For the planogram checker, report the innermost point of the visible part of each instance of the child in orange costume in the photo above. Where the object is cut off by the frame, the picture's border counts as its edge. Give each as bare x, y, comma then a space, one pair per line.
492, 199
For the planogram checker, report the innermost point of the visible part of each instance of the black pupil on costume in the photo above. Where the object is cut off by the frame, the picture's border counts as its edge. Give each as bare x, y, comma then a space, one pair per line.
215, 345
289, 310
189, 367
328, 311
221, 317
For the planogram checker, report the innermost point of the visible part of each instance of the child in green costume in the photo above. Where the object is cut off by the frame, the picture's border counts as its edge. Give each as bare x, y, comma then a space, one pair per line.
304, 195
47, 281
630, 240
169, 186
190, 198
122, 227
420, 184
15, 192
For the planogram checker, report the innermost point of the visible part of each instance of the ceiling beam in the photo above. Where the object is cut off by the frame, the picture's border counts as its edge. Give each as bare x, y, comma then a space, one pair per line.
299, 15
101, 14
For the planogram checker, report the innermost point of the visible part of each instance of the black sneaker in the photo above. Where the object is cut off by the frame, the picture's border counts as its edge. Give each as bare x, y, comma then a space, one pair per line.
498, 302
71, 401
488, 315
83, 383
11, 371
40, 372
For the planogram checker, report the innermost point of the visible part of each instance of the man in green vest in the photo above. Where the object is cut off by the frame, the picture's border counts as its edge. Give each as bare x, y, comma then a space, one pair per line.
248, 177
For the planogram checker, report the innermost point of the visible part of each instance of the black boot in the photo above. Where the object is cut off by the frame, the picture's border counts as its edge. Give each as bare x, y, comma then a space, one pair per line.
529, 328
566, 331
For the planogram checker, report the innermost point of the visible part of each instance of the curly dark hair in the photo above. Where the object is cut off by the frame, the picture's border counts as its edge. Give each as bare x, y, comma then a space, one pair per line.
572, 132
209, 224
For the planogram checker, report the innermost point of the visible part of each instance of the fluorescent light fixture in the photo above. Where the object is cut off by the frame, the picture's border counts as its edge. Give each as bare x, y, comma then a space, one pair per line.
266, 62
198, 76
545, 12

=-=-=

■ **Your objective**: Copy all of the material word for word.

■ **Task solution**:
For the planogram checker, report the innermost point of the visible part of each instance of the child in orange costume in the photo above. Where the object is cut off by the frame, the picture's border counts as its edge. Give each as bare x, y, comma then a space, one pair per line.
492, 199
For the planogram checker, report the innermost point of the visible part of each instance of the black pupil on costume in the photo above. Where the object is cut off by the frame, the picture's border counts as its edge. Give each as bare x, y, comma then a space, one pair per line.
215, 345
289, 310
189, 367
328, 311
221, 317
For the planogram checker, report the innermost point of the visible part of each instance of the child in green costume in the photo above. Where the object is cut off by the frame, the picture's border counts as its edge. Give each as bare x, y, comma then a space, one pair per line.
304, 195
47, 281
630, 240
169, 186
190, 198
122, 227
420, 184
15, 192
For the planogram checker, report the innermost point of the visible part of each instance of the ceiling beam in the photo above. Where the object is cut off by the frame, the picture's border counts as its edge. Give each as bare x, y, comma then a space, one pair per line.
299, 15
101, 14
For the planogram checker, report the innermost point of the visible part of each instance of the black sneaker in the photo above. Where the object is cut off by the frame, the picture's border counts as its edge. Give each as bare x, y, comma then a space, one pair per line.
498, 302
71, 401
488, 315
83, 383
11, 371
40, 372
For the planogram checker, report the innermost point of the visible part of each instance of the man in green vest in the photo above. Where the object is cut off by the frame, the picture's border counts as its edge. Give each as bare x, y, comma then a space, one pair per line.
248, 177
For the planogram checker, report the innermost point of the visible part of each instance of the black boot in the photo above. Where the object is cut off by the frame, the picture's border counts as its edge. Give each as bare x, y, comma then a space, one pair per line.
529, 328
566, 331
For the planogram checker, report the innermost point of the visible part of each instance of the curly dark hair in the photo above. Where the object is cut off by the frame, the picture's border counts as its edge. Give each as bare x, y, comma then a space, one pair per line.
572, 132
209, 224
For the planogram checker, report the innermost point of the visible part of each instance of the fluorescent light fixture in the photo above. Where the object is cut off by the frame, the picture's border counts as its edge. Give each as bare x, y, comma then a space, one pair per line.
266, 62
198, 76
545, 12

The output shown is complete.